= About this task =
Only an exact retyping of all the entries counts as an answer.

= Data records =
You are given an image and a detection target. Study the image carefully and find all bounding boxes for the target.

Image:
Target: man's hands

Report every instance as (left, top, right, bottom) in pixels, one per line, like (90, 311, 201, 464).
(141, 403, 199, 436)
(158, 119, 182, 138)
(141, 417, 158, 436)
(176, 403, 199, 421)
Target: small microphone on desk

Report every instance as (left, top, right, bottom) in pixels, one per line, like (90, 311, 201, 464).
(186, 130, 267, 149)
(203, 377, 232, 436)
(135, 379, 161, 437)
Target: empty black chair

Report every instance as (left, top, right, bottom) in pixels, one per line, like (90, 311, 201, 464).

= Completed exercise =
You are given an image and a detection target. Study the image carefully and find all bounding boxes for the target.

Image:
Target: man's hands

Report every instance as (left, top, right, bottom) in pixels, one per line, like (90, 311, 201, 464).
(141, 403, 199, 436)
(158, 119, 182, 138)
(141, 417, 158, 436)
(176, 403, 199, 421)
Target: small microphone on desk

Report every instance as (left, top, right, bottom) in pixels, one per line, like (90, 311, 201, 464).
(186, 130, 267, 149)
(203, 377, 232, 436)
(135, 379, 161, 437)
Target: empty black chair

Report every instance as (left, top, right, bottom) in pixels, one per line, like (90, 311, 201, 464).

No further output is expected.